● **TASK BRIEF**
Give again every line from the one with "For the benchmark, spot each instance of the whole" through the last line of the data, exactly, and leave out the lines before it.

[Saved entries]
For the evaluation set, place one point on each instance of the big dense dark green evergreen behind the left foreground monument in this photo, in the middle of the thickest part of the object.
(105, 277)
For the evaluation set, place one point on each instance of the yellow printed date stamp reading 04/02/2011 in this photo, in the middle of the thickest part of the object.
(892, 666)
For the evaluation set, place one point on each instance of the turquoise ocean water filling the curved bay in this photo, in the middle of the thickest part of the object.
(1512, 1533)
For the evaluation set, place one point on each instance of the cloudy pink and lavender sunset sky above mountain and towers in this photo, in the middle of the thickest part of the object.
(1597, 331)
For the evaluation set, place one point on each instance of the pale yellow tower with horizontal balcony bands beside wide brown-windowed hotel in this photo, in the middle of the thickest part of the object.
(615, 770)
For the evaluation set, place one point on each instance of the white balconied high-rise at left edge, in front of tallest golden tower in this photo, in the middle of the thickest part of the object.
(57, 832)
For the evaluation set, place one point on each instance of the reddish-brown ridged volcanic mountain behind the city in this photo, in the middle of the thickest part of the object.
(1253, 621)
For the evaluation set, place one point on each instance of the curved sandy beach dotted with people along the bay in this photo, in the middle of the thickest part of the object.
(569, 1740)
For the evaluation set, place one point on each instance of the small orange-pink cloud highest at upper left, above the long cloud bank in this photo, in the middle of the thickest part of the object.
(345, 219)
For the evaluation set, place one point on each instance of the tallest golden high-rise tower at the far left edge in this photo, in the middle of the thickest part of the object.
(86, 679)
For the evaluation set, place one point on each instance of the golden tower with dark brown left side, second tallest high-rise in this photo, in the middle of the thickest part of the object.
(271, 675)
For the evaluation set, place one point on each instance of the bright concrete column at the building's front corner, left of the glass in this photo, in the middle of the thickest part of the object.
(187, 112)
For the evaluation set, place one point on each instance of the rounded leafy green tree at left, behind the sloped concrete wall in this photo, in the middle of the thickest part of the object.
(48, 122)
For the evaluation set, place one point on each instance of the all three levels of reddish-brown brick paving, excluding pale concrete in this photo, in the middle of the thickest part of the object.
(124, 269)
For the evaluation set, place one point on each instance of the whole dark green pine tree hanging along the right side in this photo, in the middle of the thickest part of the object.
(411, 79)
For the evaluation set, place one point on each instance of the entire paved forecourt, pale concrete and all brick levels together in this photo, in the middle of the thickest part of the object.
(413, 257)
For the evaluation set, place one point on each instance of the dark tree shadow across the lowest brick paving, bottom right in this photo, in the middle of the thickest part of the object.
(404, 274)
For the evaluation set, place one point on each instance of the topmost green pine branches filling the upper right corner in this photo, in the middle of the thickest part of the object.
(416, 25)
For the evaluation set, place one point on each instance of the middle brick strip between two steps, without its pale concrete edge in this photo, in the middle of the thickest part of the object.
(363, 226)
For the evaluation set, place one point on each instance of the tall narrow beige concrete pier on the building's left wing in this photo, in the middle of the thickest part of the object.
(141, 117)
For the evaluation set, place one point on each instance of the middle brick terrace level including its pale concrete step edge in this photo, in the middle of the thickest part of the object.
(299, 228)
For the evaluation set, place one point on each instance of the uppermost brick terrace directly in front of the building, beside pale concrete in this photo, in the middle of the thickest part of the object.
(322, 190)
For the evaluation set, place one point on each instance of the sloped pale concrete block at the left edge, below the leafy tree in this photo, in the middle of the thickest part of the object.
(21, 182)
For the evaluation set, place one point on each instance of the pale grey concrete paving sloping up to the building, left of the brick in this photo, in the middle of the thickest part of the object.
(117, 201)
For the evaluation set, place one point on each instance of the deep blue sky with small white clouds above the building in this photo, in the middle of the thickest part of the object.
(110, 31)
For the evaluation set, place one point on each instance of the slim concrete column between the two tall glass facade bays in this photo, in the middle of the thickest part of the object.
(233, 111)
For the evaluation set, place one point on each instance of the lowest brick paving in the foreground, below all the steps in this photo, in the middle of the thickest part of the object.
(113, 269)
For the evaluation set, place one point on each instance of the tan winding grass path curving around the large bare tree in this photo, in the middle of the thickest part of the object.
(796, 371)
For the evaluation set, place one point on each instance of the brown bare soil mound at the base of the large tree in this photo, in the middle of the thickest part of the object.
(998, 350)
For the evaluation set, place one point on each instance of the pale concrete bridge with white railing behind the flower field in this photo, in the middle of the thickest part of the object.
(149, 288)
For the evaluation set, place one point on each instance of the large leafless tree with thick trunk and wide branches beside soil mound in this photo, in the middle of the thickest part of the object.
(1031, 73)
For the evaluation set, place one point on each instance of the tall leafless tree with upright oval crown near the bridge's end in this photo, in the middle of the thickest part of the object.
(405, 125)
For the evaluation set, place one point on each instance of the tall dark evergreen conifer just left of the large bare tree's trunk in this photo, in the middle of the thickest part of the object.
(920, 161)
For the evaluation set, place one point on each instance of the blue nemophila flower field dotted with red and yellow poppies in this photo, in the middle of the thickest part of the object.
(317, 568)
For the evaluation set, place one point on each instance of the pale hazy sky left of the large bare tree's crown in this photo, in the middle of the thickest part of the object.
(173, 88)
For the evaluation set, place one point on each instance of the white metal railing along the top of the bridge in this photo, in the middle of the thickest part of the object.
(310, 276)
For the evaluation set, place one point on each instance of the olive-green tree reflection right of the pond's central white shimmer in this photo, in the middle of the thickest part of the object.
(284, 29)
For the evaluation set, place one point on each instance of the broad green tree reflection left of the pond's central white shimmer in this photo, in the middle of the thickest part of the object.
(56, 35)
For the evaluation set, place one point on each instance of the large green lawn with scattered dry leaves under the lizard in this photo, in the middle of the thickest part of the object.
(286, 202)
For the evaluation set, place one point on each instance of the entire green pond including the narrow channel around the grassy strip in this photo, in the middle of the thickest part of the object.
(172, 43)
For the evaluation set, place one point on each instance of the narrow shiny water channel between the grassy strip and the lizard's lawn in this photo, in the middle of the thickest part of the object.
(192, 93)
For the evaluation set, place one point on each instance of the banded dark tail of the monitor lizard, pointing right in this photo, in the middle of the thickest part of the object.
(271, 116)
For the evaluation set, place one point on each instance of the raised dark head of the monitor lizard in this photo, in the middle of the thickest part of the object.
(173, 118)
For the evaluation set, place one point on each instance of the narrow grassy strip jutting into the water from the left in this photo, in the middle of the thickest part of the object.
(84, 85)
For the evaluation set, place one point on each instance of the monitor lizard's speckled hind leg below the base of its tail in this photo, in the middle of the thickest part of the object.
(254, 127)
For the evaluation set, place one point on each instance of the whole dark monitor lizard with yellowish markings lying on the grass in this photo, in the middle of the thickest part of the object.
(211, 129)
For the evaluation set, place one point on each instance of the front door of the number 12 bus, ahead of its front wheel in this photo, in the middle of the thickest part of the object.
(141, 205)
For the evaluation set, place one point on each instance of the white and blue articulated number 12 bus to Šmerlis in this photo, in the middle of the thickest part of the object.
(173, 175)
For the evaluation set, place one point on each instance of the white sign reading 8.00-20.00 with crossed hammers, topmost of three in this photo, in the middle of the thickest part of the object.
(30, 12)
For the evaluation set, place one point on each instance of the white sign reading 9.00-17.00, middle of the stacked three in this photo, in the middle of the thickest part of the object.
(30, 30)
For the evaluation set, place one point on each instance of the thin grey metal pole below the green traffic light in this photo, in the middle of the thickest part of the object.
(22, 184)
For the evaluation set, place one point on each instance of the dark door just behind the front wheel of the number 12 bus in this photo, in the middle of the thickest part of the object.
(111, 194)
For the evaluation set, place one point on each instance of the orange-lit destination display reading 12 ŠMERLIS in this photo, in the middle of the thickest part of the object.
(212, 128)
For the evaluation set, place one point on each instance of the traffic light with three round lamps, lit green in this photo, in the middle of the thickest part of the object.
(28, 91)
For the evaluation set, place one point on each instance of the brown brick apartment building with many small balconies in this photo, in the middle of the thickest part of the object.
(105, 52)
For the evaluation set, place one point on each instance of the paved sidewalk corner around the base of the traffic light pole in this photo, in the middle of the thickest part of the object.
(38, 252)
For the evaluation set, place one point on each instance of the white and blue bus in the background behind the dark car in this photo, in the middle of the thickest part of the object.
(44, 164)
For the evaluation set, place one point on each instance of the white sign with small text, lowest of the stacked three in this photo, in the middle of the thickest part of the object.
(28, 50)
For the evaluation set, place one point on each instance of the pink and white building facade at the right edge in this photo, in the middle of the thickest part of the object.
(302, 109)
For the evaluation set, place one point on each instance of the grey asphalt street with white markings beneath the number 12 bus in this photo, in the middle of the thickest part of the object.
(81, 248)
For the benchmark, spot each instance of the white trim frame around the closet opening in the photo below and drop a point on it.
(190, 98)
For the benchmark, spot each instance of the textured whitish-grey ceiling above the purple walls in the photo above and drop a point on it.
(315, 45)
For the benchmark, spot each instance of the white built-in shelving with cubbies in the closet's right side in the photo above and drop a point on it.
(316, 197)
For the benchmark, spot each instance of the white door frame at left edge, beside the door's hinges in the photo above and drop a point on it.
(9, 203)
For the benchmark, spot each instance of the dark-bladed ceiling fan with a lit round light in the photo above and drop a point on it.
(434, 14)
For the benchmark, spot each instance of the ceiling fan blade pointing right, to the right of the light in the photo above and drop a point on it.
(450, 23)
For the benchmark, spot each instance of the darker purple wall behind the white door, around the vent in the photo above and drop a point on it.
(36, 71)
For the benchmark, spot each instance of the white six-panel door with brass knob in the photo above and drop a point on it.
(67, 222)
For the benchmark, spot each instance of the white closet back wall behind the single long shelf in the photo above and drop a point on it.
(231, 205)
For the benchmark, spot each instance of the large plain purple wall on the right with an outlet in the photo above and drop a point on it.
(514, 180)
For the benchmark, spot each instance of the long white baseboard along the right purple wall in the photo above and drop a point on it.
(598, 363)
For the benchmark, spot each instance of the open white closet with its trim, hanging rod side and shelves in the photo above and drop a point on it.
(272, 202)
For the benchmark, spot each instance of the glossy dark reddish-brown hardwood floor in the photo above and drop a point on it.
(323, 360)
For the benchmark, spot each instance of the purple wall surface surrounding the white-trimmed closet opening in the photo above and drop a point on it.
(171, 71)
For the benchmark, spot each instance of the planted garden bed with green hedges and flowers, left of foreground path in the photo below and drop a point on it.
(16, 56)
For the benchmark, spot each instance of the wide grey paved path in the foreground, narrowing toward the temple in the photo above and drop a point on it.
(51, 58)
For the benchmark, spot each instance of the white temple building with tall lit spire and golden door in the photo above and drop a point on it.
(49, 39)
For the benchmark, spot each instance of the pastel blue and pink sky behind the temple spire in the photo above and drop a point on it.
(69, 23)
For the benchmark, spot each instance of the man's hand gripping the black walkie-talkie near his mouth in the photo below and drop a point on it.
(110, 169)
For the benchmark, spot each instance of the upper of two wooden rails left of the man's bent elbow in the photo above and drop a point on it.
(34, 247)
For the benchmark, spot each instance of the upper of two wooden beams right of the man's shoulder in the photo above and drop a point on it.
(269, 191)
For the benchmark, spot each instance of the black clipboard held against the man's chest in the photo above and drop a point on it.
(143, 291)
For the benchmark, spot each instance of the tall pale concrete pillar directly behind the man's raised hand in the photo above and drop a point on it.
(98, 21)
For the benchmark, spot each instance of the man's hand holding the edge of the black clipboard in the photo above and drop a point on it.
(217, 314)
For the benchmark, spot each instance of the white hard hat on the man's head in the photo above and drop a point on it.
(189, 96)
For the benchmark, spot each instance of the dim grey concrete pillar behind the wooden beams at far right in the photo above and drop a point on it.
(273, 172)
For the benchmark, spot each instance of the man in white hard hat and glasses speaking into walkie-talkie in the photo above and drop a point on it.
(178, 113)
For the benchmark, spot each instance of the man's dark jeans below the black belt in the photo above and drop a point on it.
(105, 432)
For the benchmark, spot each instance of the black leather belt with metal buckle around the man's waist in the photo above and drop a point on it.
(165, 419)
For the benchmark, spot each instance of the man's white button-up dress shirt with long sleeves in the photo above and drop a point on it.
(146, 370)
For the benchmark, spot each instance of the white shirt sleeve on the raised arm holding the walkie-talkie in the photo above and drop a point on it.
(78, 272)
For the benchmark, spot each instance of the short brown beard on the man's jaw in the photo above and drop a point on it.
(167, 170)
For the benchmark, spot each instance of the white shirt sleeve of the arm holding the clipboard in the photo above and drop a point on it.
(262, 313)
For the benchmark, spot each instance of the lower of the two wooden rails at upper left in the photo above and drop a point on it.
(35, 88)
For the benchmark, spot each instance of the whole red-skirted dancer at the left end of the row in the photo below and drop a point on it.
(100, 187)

● **SOLUTION FOR THIS TASK**
For the benchmark, spot each instance of the whole red-skirted dancer at the left end of the row in the photo below and drop a point on it.
(100, 187)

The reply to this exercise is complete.